=== PROBLEM DESCRIPTION ===
Pick out each line in the rows below that contains the word "Task" and copy those lines.

** Start LISTED RECORDS **

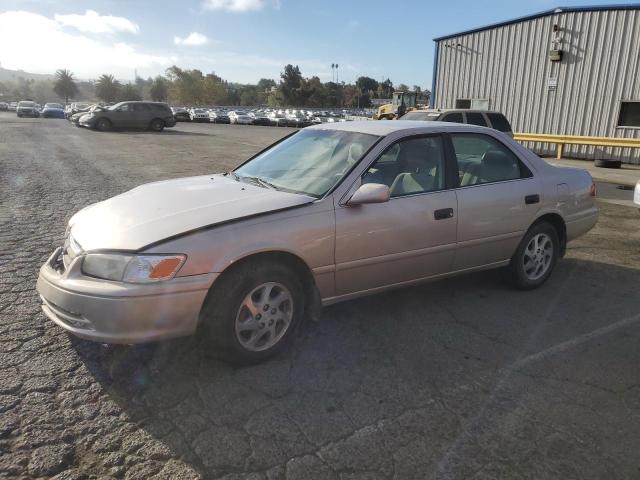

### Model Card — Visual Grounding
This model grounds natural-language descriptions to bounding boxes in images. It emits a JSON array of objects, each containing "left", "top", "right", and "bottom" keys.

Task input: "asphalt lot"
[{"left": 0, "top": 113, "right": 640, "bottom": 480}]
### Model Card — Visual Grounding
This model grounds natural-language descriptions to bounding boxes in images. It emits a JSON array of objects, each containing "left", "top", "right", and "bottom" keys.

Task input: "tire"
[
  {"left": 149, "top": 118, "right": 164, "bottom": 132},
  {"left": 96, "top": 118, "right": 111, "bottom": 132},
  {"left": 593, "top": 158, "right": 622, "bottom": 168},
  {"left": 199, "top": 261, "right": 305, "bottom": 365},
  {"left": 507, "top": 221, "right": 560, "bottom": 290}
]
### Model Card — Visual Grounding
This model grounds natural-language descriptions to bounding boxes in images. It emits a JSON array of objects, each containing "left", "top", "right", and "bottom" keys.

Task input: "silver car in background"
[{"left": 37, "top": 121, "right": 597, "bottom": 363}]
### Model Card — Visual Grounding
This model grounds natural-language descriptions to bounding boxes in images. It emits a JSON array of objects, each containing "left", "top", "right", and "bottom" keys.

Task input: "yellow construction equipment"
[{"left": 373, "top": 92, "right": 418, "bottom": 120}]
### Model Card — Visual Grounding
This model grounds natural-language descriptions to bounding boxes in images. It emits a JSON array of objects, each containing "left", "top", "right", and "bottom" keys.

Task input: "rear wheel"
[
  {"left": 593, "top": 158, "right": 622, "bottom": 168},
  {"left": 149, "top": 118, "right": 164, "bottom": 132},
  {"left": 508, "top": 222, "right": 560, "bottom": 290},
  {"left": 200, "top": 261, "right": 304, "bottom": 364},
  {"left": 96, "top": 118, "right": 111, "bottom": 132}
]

** End LISTED RECORDS **
** Start LISTED RECORDS **

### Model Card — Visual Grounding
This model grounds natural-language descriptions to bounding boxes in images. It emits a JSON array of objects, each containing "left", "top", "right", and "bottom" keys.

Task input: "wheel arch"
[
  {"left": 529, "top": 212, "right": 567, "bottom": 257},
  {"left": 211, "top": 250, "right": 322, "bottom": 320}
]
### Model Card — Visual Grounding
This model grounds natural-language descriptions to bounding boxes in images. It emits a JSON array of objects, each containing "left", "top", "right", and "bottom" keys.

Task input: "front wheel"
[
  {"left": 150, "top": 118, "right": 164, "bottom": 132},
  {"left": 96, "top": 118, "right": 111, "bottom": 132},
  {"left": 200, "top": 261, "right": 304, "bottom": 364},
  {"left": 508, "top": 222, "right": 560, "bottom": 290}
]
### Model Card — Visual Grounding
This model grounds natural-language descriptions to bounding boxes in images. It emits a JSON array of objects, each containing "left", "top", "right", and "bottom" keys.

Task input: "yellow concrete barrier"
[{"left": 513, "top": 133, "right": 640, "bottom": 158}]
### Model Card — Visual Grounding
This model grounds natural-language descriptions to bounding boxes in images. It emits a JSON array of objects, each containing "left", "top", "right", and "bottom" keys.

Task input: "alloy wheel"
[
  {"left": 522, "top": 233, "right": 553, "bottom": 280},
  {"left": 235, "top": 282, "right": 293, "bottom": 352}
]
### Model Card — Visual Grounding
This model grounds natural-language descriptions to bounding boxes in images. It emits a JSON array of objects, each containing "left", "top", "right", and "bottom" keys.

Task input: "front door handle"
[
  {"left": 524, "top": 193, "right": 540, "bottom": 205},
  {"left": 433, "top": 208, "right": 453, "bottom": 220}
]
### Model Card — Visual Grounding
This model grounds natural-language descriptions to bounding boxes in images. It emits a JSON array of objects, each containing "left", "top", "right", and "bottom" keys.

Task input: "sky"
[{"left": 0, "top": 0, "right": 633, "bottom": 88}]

** End LISTED RECORDS **

=== EXERCISE ANSWER ===
Task input: "asphalt lot"
Task input: "tire"
Task input: "silver car in background"
Task input: "yellow construction equipment"
Task input: "rear wheel"
Task input: "wheel arch"
Task input: "front wheel"
Task input: "yellow concrete barrier"
Task input: "alloy wheel"
Task input: "front door handle"
Task input: "sky"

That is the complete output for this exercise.